**Task requirements**
List every line in the entries below that contains the string "board". Case matters, so match only that exact capitalization.

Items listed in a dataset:
__________
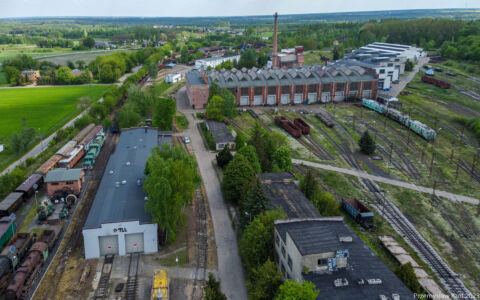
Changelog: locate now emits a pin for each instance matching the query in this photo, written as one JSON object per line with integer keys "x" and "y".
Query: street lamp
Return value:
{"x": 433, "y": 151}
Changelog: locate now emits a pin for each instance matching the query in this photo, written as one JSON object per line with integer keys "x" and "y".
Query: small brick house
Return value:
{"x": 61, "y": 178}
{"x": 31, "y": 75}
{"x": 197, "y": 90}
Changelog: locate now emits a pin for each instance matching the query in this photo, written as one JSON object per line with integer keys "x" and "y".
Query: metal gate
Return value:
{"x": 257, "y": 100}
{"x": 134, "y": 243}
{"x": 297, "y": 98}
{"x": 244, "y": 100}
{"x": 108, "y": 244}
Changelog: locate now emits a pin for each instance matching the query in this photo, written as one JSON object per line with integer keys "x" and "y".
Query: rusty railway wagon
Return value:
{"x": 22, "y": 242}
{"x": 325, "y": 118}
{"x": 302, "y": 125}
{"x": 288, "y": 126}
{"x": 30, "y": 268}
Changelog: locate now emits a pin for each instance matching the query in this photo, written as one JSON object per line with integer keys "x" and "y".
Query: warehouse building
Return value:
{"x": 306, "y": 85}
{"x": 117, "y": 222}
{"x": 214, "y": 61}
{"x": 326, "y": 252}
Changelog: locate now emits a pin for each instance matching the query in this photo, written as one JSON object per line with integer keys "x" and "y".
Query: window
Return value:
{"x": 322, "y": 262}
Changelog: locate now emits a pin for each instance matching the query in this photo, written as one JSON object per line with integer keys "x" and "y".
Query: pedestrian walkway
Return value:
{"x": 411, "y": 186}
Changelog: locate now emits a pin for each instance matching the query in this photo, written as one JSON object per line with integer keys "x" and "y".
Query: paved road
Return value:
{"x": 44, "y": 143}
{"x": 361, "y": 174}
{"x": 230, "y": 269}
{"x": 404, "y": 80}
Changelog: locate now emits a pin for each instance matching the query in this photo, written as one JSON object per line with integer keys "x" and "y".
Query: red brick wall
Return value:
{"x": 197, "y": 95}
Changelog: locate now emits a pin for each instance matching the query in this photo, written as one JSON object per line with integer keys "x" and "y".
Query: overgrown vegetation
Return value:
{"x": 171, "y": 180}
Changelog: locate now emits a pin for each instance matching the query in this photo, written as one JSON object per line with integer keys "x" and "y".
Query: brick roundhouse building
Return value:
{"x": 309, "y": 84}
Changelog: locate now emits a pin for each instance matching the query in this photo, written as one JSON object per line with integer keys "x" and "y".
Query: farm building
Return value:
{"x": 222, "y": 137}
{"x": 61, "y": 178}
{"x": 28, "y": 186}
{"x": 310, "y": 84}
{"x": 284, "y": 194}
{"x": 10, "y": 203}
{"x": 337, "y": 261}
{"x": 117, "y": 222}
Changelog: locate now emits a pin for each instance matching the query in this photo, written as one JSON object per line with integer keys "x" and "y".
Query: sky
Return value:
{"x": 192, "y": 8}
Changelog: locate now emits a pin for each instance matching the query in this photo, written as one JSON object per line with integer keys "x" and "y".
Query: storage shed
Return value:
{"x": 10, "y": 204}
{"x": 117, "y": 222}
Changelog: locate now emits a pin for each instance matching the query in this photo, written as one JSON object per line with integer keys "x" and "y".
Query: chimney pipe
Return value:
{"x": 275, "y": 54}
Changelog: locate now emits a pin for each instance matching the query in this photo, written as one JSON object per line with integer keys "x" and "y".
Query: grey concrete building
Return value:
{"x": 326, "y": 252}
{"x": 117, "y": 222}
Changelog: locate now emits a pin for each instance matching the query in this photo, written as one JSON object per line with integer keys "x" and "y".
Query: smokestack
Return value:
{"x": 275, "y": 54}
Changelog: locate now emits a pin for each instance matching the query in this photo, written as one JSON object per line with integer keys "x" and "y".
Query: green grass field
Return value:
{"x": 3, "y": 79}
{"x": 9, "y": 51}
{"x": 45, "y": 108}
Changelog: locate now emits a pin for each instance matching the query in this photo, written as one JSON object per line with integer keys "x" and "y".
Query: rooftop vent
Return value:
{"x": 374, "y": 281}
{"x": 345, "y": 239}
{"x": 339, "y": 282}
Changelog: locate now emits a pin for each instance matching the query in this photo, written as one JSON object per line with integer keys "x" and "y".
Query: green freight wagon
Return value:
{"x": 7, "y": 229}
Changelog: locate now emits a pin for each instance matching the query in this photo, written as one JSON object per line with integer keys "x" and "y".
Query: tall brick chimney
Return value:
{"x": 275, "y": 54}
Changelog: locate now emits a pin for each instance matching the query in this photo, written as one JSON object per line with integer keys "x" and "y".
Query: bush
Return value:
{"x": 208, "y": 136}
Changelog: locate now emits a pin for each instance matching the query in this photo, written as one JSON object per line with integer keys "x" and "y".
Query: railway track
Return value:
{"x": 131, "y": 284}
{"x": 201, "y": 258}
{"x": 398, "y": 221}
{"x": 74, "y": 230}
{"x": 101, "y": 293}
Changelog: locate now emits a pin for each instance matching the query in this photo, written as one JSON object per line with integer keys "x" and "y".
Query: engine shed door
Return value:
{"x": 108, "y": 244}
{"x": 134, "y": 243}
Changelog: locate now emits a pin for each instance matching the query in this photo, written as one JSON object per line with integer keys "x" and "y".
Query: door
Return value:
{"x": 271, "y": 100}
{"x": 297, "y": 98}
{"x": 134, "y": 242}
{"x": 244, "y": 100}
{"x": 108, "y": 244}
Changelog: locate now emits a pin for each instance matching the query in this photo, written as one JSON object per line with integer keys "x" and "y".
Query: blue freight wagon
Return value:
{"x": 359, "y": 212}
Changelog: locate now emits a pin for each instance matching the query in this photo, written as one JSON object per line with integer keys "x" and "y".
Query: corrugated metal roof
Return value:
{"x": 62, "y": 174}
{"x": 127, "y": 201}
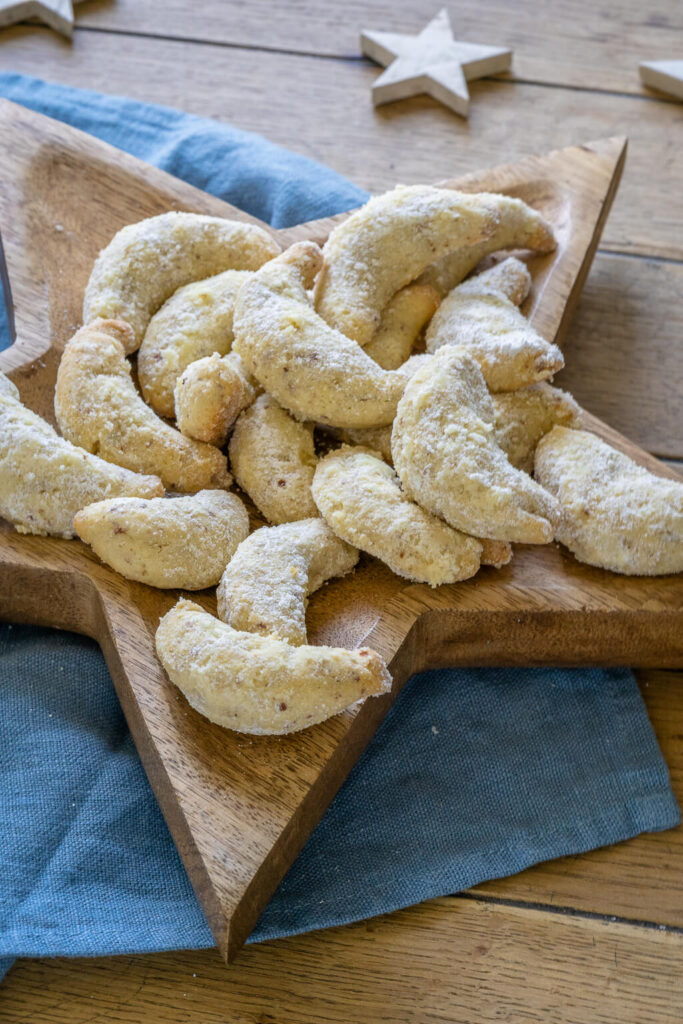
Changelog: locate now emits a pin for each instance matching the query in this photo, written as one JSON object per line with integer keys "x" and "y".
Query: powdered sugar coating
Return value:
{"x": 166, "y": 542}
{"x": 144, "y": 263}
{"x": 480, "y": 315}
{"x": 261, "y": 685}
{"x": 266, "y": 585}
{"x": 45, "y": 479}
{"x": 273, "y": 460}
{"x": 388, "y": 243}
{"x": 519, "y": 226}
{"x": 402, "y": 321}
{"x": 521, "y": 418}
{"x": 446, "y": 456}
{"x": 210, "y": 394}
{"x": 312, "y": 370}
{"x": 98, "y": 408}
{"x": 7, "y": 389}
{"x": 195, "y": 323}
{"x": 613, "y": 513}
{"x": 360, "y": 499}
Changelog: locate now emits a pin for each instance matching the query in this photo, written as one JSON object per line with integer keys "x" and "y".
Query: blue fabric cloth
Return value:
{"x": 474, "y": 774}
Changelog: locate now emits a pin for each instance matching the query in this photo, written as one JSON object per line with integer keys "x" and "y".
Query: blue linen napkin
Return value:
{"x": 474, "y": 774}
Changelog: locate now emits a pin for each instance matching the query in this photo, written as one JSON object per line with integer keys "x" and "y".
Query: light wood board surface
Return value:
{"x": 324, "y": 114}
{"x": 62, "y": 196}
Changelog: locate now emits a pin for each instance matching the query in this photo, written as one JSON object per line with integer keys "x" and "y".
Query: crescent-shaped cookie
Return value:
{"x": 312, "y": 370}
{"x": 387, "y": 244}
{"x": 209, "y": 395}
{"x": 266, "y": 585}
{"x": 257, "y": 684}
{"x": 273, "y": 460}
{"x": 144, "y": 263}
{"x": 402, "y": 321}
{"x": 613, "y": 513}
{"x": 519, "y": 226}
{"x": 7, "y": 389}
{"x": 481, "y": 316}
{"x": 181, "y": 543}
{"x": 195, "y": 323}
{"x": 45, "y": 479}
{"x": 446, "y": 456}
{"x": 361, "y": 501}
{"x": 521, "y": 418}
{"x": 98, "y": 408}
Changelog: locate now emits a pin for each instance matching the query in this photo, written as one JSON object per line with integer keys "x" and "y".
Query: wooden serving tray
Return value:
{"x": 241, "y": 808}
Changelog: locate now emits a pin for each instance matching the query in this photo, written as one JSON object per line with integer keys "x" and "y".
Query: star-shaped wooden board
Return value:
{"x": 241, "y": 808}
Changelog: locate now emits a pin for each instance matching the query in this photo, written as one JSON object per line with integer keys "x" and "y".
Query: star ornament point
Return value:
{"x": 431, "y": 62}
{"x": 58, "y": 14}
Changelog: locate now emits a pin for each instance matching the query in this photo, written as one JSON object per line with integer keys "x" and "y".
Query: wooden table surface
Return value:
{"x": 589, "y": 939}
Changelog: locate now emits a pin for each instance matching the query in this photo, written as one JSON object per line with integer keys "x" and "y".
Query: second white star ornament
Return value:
__________
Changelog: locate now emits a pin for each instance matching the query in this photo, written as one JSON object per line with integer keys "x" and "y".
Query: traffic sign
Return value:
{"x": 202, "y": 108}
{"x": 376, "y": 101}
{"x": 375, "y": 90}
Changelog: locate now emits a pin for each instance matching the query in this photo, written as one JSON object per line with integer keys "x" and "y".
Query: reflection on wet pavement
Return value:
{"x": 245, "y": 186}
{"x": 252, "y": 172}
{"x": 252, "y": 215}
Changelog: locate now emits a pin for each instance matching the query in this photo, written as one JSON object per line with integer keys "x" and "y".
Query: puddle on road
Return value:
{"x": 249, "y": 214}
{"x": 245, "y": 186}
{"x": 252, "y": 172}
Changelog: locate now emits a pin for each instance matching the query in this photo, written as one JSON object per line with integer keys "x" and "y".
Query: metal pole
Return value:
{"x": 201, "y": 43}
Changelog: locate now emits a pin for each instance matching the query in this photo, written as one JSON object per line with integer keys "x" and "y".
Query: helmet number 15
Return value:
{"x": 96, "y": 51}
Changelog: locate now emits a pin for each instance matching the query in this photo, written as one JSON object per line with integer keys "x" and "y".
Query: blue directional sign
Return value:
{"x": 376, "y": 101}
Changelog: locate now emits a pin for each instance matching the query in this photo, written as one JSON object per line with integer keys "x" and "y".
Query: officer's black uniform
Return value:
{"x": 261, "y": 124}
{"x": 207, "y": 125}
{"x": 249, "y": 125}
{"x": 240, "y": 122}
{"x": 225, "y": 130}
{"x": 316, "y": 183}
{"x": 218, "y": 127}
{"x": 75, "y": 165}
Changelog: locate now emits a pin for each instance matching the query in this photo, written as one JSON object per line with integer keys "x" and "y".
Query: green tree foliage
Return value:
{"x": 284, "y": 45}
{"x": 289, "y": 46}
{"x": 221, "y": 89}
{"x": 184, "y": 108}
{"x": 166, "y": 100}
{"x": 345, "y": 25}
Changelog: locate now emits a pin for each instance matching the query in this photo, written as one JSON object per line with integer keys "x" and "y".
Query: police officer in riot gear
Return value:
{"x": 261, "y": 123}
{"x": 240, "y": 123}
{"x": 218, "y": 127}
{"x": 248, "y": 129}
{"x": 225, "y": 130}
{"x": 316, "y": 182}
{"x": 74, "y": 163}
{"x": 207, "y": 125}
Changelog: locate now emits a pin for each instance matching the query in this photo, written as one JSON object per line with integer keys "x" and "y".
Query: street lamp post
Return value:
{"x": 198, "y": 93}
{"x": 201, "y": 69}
__________
**Final answer**
Query: light wood board surface
Query: star-shaped wooden board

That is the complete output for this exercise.